#### [WORK INSTRUCTIONS]
Swap every "payload" in the rows below for "request_body", and reproduce all of the rows with every other character unchanged.

(Rows for bounding box labeling)
- - - -
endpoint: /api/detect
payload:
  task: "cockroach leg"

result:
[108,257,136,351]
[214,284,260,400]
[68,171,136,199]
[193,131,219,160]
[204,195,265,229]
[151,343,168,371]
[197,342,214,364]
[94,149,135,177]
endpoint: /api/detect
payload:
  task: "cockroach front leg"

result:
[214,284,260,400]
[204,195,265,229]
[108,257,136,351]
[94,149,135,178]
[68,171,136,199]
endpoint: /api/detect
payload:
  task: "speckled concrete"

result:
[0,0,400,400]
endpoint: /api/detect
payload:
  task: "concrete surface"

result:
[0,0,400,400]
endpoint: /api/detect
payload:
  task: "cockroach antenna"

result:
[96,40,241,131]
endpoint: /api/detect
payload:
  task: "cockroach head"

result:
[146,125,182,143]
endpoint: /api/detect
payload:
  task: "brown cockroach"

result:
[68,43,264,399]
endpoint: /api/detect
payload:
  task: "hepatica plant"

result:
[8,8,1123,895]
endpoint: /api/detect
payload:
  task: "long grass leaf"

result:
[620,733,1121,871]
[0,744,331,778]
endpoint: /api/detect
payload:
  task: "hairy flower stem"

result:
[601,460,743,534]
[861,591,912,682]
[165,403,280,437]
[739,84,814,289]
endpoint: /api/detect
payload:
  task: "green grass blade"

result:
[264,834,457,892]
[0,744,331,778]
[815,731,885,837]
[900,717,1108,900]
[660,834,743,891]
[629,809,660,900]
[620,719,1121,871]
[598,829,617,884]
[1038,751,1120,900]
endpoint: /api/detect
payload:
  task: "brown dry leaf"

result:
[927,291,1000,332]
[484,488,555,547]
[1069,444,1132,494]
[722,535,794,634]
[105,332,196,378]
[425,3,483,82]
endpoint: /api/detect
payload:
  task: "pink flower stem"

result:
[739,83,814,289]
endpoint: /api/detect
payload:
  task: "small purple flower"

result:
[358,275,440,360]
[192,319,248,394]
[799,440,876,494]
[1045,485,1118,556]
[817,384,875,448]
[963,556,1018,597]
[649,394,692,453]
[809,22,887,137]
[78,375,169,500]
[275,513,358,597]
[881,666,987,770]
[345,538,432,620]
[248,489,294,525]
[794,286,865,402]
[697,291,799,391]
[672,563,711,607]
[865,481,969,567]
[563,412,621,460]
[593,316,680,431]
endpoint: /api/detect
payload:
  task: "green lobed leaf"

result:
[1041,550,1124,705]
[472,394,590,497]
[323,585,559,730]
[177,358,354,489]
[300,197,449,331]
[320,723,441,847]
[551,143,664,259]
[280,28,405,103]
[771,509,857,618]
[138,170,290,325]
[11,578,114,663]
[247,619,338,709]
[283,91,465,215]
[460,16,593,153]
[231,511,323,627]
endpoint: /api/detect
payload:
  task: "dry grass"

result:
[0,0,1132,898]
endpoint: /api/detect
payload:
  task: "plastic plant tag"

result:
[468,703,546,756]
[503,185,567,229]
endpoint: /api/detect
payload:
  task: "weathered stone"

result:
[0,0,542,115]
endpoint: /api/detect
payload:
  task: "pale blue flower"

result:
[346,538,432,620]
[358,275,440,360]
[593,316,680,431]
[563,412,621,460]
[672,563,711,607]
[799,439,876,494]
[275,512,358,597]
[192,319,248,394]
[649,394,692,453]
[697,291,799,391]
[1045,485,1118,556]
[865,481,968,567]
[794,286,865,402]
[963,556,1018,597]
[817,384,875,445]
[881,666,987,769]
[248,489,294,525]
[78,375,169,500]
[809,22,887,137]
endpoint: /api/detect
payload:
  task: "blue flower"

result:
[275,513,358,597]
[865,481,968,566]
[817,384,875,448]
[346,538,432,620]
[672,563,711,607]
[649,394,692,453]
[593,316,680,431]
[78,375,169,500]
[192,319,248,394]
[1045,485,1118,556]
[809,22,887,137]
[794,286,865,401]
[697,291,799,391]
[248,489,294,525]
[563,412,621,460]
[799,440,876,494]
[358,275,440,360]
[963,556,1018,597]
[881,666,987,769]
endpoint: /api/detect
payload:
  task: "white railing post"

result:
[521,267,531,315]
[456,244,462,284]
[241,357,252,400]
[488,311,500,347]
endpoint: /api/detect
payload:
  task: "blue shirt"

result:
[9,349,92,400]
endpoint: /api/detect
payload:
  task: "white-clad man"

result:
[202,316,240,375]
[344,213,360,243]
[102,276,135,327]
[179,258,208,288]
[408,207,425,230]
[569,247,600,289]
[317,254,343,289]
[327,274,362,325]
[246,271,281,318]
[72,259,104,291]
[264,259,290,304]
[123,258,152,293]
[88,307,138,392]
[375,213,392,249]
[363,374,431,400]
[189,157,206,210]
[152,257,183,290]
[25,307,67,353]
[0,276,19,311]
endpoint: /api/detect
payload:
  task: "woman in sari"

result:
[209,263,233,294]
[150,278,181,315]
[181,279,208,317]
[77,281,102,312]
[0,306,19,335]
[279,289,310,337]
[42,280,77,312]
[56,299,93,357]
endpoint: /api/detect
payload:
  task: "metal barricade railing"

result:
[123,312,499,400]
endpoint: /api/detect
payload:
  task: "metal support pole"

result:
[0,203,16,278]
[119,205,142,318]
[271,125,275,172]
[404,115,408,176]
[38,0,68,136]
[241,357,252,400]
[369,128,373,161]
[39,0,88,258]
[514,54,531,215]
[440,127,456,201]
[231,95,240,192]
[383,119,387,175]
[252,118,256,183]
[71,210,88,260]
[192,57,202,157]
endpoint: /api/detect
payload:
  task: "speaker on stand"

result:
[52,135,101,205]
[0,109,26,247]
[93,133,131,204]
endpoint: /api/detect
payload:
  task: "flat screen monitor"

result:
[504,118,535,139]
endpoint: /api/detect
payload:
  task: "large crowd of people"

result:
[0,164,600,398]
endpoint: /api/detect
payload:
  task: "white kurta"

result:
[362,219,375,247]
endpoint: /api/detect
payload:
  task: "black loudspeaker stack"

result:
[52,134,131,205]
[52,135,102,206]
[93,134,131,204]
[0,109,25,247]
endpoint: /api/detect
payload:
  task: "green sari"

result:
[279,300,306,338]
- - - -
#### [SOLUTION TO THIS TASK]
endpoint: /api/detect
request_body:
  task: "cockroach leg"

result:
[108,257,136,351]
[214,284,260,400]
[68,171,136,199]
[193,131,219,160]
[204,195,265,229]
[151,343,168,371]
[197,342,214,364]
[94,149,135,177]
endpoint: /api/detect
request_body:
  task: "cockroach front leg"

result:
[214,284,260,400]
[204,195,265,229]
[108,257,136,351]
[94,149,135,178]
[68,171,136,199]
endpoint: /api/detect
request_body:
  task: "speckled concrete"

result:
[0,0,400,400]
endpoint: /api/detect
request_body:
  task: "concrete surface"

result:
[0,0,400,400]
endpoint: /api/detect
request_body:
  task: "cockroach antenna"

result:
[96,40,241,131]
endpoint: /api/detect
request_body:
  task: "cockroach head"

result:
[146,125,182,143]
endpoint: /api/detect
request_body:
  task: "brown cockroach"

result:
[68,43,264,399]
endpoint: /api/detect
request_body:
  task: "hepatica plant"

result:
[8,8,1123,895]
endpoint: /api/detect
request_body:
  task: "long grass leaf"

result:
[620,733,1121,871]
[0,744,331,778]
endpoint: /api/detect
request_body:
  task: "hairy flower stem"

result:
[601,460,743,534]
[861,591,912,682]
[165,403,280,437]
[739,84,814,289]
endpoint: /api/detect
request_body:
  task: "green grass blade"

result:
[264,834,457,892]
[0,744,331,778]
[815,731,885,837]
[900,717,1108,900]
[660,834,743,891]
[629,809,660,900]
[620,719,1121,871]
[598,829,617,884]
[1038,751,1120,900]
endpoint: /api/detect
request_body:
  task: "brown dry leaf"

result:
[927,291,1000,332]
[484,488,555,547]
[1069,444,1132,494]
[722,535,794,634]
[105,332,196,378]
[425,3,483,82]
endpoint: /api/detect
request_body:
  task: "pink flower stem"

result:
[739,83,814,289]
endpoint: /api/detect
request_body:
  task: "small purple flower"

result:
[358,275,440,360]
[192,319,248,394]
[799,440,876,494]
[1045,485,1118,556]
[817,384,875,448]
[963,556,1018,597]
[649,394,692,453]
[809,22,887,137]
[78,375,169,500]
[275,513,358,597]
[881,666,987,770]
[345,538,432,620]
[248,489,294,525]
[794,286,865,402]
[697,291,799,391]
[672,563,711,607]
[865,481,969,567]
[563,412,621,460]
[593,316,680,431]
endpoint: /api/detect
request_body:
  task: "green lobed leaf"

result:
[1041,550,1124,705]
[472,394,590,497]
[323,585,559,730]
[177,358,354,489]
[300,197,449,331]
[320,723,441,847]
[551,143,664,259]
[280,28,405,103]
[771,509,857,618]
[138,170,290,325]
[11,578,114,663]
[247,619,338,709]
[283,91,465,215]
[460,16,593,153]
[231,511,323,627]
endpoint: /api/detect
request_body:
  task: "dry grass"

result:
[0,0,1132,898]
endpoint: /api/detect
request_body:
  task: "plastic plant tag"

result:
[468,703,546,756]
[503,185,567,229]
endpoint: /api/detect
request_body:
  task: "weathered stone"

result:
[0,0,542,115]
endpoint: /api/detect
request_body:
  task: "pale blue flower"

result:
[346,538,432,620]
[358,275,440,360]
[593,316,680,431]
[563,412,621,460]
[672,563,711,607]
[799,439,876,494]
[275,512,358,597]
[192,319,248,394]
[649,394,692,453]
[697,291,799,391]
[1045,485,1118,556]
[865,481,968,567]
[794,286,865,402]
[963,556,1018,597]
[817,384,875,445]
[881,666,987,769]
[248,489,294,525]
[78,375,169,500]
[809,22,887,137]
endpoint: /api/detect
request_body:
  task: "blue flower"

result:
[275,513,358,597]
[865,481,968,566]
[817,384,875,448]
[346,538,432,620]
[672,563,711,607]
[649,394,692,453]
[593,316,680,431]
[78,375,169,500]
[192,319,248,394]
[1045,485,1118,556]
[809,22,887,137]
[794,286,865,401]
[697,291,799,391]
[248,489,294,525]
[563,412,621,460]
[799,440,876,494]
[358,275,440,360]
[963,556,1018,597]
[881,666,987,769]
endpoint: /api/detect
request_body:
  task: "white railing post"

result:
[521,267,531,315]
[456,244,462,284]
[241,357,252,400]
[488,311,500,347]
endpoint: /api/detect
request_body:
  task: "blue shirt"

result:
[9,349,92,400]
endpoint: /api/detect
request_body:
  task: "white-clad man"

result:
[202,316,240,375]
[344,213,360,243]
[102,276,135,327]
[179,258,208,288]
[408,207,425,230]
[569,247,600,289]
[317,254,343,289]
[327,274,362,325]
[246,271,281,318]
[72,259,104,291]
[264,259,290,304]
[123,258,152,293]
[88,307,138,392]
[375,213,392,249]
[363,374,431,400]
[189,157,206,210]
[152,257,183,290]
[25,307,67,353]
[0,276,19,311]
endpoint: /api/detect
request_body:
  task: "woman in sari"

result:
[209,263,233,294]
[150,278,181,315]
[181,279,208,317]
[77,281,102,312]
[0,306,19,335]
[279,289,310,337]
[42,280,77,312]
[56,299,93,357]
endpoint: /api/detect
request_body:
  task: "metal barricade railing"

result:
[123,312,499,400]
endpoint: /api/detect
request_body:
  task: "metal support pole"

result:
[0,203,16,278]
[119,205,142,318]
[271,125,275,172]
[404,115,408,176]
[38,0,68,136]
[241,357,252,400]
[369,128,373,161]
[39,0,88,258]
[514,54,531,215]
[440,127,456,201]
[231,95,240,192]
[383,119,387,175]
[252,118,256,183]
[71,210,88,260]
[192,57,202,157]
endpoint: /api/detect
request_body:
  task: "speaker on stand"

result:
[52,135,101,205]
[0,109,26,247]
[93,133,131,204]
endpoint: /api/detect
request_body:
  task: "flat screen monitor"

result:
[504,118,535,139]
endpoint: /api/detect
request_body:
  task: "large crowd of people"

result:
[0,164,600,398]
endpoint: /api/detect
request_body:
  task: "white kurta"

result:
[362,219,375,247]
endpoint: /api/detect
request_body:
  task: "black loudspeaker stack"

result:
[52,134,131,205]
[52,135,102,206]
[93,134,131,204]
[0,109,25,247]
endpoint: /api/detect
request_body:
  task: "green sari"

result:
[279,300,306,338]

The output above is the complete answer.